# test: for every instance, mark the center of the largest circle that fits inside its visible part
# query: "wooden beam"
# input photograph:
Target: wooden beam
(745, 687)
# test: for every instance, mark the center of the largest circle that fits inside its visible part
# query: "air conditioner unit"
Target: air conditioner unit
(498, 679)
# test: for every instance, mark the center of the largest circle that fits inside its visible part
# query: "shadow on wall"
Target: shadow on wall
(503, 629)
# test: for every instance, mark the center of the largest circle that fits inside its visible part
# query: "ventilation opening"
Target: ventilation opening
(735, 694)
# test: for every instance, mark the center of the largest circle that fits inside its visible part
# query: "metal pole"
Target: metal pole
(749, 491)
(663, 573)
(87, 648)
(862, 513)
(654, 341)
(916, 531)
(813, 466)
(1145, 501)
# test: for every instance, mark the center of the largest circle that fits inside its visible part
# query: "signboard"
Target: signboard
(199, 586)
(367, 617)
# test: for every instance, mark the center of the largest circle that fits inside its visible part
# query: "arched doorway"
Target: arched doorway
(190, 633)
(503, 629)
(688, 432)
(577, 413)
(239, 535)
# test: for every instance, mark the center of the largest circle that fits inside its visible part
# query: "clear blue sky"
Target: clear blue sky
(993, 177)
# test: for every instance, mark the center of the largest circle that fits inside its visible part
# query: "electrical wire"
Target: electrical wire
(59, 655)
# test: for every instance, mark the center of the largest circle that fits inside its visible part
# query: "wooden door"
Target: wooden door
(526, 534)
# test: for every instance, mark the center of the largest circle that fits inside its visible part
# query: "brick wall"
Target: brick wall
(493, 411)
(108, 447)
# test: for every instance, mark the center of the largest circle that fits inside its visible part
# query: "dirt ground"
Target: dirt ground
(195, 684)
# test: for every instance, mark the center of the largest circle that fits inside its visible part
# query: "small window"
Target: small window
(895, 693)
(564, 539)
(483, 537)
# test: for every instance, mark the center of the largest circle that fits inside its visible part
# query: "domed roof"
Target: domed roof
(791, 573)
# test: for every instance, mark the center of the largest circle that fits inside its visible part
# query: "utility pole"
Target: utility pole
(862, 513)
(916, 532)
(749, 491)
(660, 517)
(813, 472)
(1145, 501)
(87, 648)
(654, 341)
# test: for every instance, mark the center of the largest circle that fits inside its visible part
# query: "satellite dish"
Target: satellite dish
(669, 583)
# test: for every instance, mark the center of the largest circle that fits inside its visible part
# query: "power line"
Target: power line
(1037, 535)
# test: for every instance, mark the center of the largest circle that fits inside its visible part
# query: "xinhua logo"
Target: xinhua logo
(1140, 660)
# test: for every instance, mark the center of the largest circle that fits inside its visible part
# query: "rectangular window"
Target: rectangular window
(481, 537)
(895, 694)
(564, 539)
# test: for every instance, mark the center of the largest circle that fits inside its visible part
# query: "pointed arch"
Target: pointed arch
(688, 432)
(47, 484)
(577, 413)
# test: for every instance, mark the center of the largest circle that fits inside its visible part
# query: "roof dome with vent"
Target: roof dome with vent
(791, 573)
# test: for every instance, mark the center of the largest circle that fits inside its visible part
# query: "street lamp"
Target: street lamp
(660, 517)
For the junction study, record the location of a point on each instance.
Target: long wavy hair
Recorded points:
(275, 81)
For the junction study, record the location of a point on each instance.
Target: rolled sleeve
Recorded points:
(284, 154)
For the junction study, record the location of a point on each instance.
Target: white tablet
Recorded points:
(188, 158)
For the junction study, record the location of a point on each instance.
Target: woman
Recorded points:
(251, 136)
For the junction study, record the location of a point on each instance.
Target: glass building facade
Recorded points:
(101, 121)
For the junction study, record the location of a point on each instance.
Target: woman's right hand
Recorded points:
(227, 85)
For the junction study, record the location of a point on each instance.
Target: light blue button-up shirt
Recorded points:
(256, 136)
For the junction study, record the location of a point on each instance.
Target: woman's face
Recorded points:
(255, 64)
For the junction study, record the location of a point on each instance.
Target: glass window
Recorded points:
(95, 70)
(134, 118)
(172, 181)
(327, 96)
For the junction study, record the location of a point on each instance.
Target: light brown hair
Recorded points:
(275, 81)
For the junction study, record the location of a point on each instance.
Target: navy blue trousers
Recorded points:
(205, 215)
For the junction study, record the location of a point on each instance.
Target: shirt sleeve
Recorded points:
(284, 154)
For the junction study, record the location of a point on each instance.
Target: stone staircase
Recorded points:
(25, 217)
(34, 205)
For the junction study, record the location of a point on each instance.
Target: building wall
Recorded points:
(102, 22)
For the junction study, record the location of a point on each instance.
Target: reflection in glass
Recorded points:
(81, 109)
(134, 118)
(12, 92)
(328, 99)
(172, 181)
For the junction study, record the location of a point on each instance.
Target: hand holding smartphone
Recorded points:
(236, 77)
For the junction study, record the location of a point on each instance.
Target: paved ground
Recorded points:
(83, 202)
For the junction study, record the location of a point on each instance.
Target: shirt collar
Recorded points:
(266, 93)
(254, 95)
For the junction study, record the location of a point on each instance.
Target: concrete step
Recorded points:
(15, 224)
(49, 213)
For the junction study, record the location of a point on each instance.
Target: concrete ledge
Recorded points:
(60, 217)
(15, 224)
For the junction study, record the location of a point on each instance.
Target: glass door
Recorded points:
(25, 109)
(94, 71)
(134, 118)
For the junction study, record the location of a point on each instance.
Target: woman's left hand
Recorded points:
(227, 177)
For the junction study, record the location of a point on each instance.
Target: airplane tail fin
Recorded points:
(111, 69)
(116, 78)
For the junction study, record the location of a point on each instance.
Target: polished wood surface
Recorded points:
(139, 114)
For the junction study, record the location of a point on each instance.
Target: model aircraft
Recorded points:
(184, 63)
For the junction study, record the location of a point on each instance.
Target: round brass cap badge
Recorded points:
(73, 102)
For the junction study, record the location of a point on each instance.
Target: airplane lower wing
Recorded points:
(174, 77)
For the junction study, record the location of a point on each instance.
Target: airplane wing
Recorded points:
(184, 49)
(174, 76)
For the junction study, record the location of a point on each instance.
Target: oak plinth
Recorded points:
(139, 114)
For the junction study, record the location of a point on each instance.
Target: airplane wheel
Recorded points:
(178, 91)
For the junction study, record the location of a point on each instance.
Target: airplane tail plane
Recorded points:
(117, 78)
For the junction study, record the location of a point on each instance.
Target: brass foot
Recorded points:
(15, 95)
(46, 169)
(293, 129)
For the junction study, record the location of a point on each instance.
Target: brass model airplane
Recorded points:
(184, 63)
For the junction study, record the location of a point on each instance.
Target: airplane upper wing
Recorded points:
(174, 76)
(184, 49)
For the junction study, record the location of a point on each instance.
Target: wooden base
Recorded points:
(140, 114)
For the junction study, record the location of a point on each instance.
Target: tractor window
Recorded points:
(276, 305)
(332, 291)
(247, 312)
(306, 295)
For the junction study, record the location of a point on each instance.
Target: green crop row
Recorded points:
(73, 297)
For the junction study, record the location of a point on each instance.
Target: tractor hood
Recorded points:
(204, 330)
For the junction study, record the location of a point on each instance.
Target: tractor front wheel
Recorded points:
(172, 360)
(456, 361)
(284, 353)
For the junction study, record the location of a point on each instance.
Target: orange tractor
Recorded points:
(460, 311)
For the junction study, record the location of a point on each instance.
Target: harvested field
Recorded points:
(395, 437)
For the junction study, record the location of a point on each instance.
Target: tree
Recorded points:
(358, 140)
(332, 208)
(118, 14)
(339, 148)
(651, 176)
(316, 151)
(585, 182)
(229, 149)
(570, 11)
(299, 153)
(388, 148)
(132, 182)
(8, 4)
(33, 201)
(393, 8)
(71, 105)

--

_Description of the task_: Could you output all of the records above exactly as given?

_Response_:
# test: for every instance, mark the center of the largest circle that fits inside its visible part
# query: "wooden beam"
# input photograph:
Target: wooden beam
(745, 687)
# test: for every instance, mark the center of the largest circle that fits inside its visible part
# query: "air conditioner unit"
Target: air conditioner unit
(498, 679)
# test: for every instance, mark the center of the largest circle that fits inside its visible part
# query: "shadow on wall"
Target: shadow on wall
(503, 629)
# test: for every instance, mark the center of the largest circle that fits inside its visible part
# query: "ventilation opening"
Target: ventilation opening
(735, 694)
# test: for every instance, mark the center of the largest circle that fits inside its visible part
# query: "metal pole"
Target: metal pole
(749, 491)
(663, 573)
(87, 648)
(862, 513)
(654, 341)
(916, 531)
(813, 466)
(1145, 501)
# test: for every instance, mark the center of the largest circle that fits inside its visible part
# query: "signboard"
Target: signboard
(199, 586)
(367, 617)
# test: for every instance, mark the center of the largest circle that fits inside its visible part
# query: "arched doorway"
Target: arched doorway
(190, 633)
(503, 629)
(688, 432)
(577, 413)
(239, 535)
# test: for every instance, mark the center of the largest circle that fits inside its visible part
# query: "clear blue sky"
Target: clear blue sky
(993, 177)
# test: for every instance, mark the center of the largest circle that fits inside its visible part
# query: "electrical wire"
Target: electrical wire
(59, 655)
# test: for every instance, mark the center of the largest circle that fits inside its visible part
# query: "wooden door"
Target: wooden door
(526, 534)
# test: for every instance, mark the center of the largest circle that fits inside its visible part
# query: "brick wall"
Target: brick wall
(493, 411)
(108, 447)
# test: for every instance, mark the center of the largest circle that fits inside its visible part
# query: "dirt ground"
Target: dirt ground
(195, 684)
# test: for every instance, mark the center of the largest circle that fits inside its visible part
# query: "small window"
Target: small window
(895, 693)
(564, 539)
(483, 537)
# test: for every instance, mark the center of the largest circle that fits inside its visible part
# query: "domed roof"
Target: domed roof
(791, 573)
# test: for every instance, mark the center of the largest circle that fits inside its visible part
# query: "utility pole"
Target: utility pole
(862, 513)
(916, 532)
(749, 491)
(660, 517)
(813, 472)
(1145, 501)
(87, 648)
(654, 341)
# test: for every instance, mark the center of the largest circle that fits inside its visible part
# query: "satellite dish"
Target: satellite dish
(669, 583)
# test: for every instance, mark the center of the largest circle that fits inside its visible part
# query: "power line"
Target: power line
(1037, 535)
# test: for every instance, mark the center of the largest circle that fits inside its visible part
# query: "xinhua logo"
Target: xinhua logo
(1140, 660)
# test: for every instance, mark the center of the largest circle that fits inside its visible part
# query: "rectangular window"
Target: rectangular window
(481, 537)
(895, 694)
(564, 539)
# test: for every instance, mark the center of the largest circle that fits inside its visible part
# query: "pointed arch"
Target: pointed arch
(688, 432)
(47, 484)
(577, 413)
# test: for every instance, mark the center of the largest circle that fits inside its visible part
# query: "roof dome with vent"
Target: roof dome with vent
(791, 573)
# test: for every instance, mark the center of the largest circle that fits inside its visible part
# query: "street lamp"
Target: street lamp
(660, 517)
For the junction study, record the location of a point on each instance.
Target: long wavy hair
Recorded points:
(275, 81)
For the junction study, record the location of a point on each instance.
Target: rolled sleeve
Recorded points:
(284, 154)
For the junction study, record the location of a point on each instance.
Target: white tablet
Recorded points:
(188, 158)
For the junction study, record the location of a point on each instance.
Target: woman
Recorded points:
(251, 136)
For the junction study, record the location of a point on each instance.
Target: glass building facade
Recorded points:
(101, 121)
For the junction study, record the location of a point on each instance.
Target: woman's right hand
Recorded points:
(227, 85)
For the junction study, record the location of a point on each instance.
Target: light blue button-up shirt
Recorded points:
(256, 136)
For the junction study, record the location of a point on each instance.
Target: woman's face
Recorded points:
(255, 64)
For the junction study, record the location of a point on each instance.
Target: glass window
Recorded points:
(95, 70)
(134, 118)
(172, 181)
(327, 96)
For the junction study, record the location of a point on each instance.
Target: light brown hair
Recorded points:
(275, 81)
For the junction study, record the location of a point on each instance.
Target: navy blue trousers
Recorded points:
(205, 215)
For the junction study, record the location of a point on each instance.
Target: shirt sleeve
Recorded points:
(284, 154)
For the junction study, record the location of a point on each instance.
Target: stone staircase
Recorded points:
(25, 217)
(34, 205)
For the junction study, record the location of a point on each instance.
Target: building wall
Recorded points:
(102, 22)
For the junction study, record the location of a point on each instance.
Target: reflection in glass
Recorded points:
(81, 109)
(134, 118)
(12, 92)
(328, 99)
(172, 181)
For the junction study, record the location of a point on each instance.
Target: hand holding smartphone
Recorded points:
(236, 77)
For the junction study, record the location of a point on each instance.
Target: paved ground
Recorded points:
(83, 202)
For the junction study, record the location of a point on each instance.
Target: shirt collar
Recorded points:
(266, 93)
(254, 95)
For the junction study, record the location of a point on each instance.
Target: concrete step
Recorded points:
(15, 224)
(49, 213)
For the junction study, record the location of a point on each instance.
Target: concrete ledge
Recorded points:
(60, 217)
(15, 224)
For the junction study, record the location of a point on each instance.
Target: glass door
Recorded points:
(25, 109)
(94, 71)
(134, 118)
For the junction study, record the location of a point on each instance.
Target: woman's left hand
Recorded points:
(227, 177)
For the junction study, record the location of a point on each instance.
Target: airplane tail fin
Recorded points:
(111, 69)
(116, 78)
For the junction study, record the location of a point on each instance.
Target: polished wood surface
Recorded points:
(139, 114)
For the junction study, record the location of a point on each instance.
Target: model aircraft
Recorded points:
(184, 63)
For the junction study, record the location of a point on each instance.
Target: round brass cap badge
Recorded points:
(73, 102)
For the junction study, record the location of a point on each instance.
Target: airplane lower wing
Recorded points:
(174, 77)
For the junction study, record the location of a point on each instance.
Target: airplane wing
Recorded points:
(184, 49)
(174, 76)
For the junction study, record the location of a point on each instance.
Target: oak plinth
Recorded points:
(139, 114)
For the junction study, record the location of a point on each instance.
Target: airplane wheel
Recorded points:
(178, 91)
For the junction study, record the location of a point on each instance.
Target: airplane tail plane
Recorded points:
(117, 78)
For the junction study, record the location of a point on each instance.
Target: brass foot
Recorded points:
(15, 95)
(46, 169)
(293, 129)
For the junction study, record the location of a point on each instance.
Target: brass model airplane
Recorded points:
(184, 63)
For the junction study, record the location of a point on each instance.
Target: airplane upper wing
Recorded points:
(174, 76)
(184, 49)
For the junction study, record the location of a point on each instance.
Target: wooden base
Recorded points:
(140, 114)
For the junction study, record the location of a point on each instance.
Target: tractor window
Recorded points:
(276, 305)
(332, 291)
(247, 312)
(306, 295)
For the junction study, record the location of a point on each instance.
Target: green crop row
Recorded points:
(73, 297)
For the junction study, record the location of a point on each instance.
Target: tractor hood
Recorded points:
(204, 330)
For the junction study, record the location of a point on each instance.
Target: tractor front wheel
Recorded points:
(172, 360)
(456, 361)
(284, 353)
For the junction study, record the location of a point on each instance.
Target: orange tractor
Recorded points:
(460, 311)
For the junction study, record the location of a point on each instance.
Target: harvested field
Recorded points:
(395, 437)
For the junction study, record the location of a point on each instance.
Target: tree
Recorded points:
(358, 140)
(332, 208)
(118, 14)
(339, 148)
(651, 176)
(316, 151)
(585, 182)
(229, 149)
(570, 11)
(299, 153)
(388, 148)
(132, 182)
(8, 4)
(33, 201)
(393, 8)
(71, 105)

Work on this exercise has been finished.